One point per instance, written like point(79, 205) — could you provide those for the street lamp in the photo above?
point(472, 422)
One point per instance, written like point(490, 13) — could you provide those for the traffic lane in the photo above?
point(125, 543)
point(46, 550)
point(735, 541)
══════
### Given instruction
Copy out every line of the items above, leaving the lines that ask for points unchanged, and rescale the answers by multiplying each point coordinate by 0.6 and rounding to a whole number, with halves rounded up.

### Output of the exercise
One point per instance, written like point(79, 205) — could you provide those for the street lamp in the photo above?
point(283, 253)
One point per instance, written like point(490, 13) — could you provide those for the traffic lane in the photo above?
point(75, 326)
point(28, 330)
point(441, 325)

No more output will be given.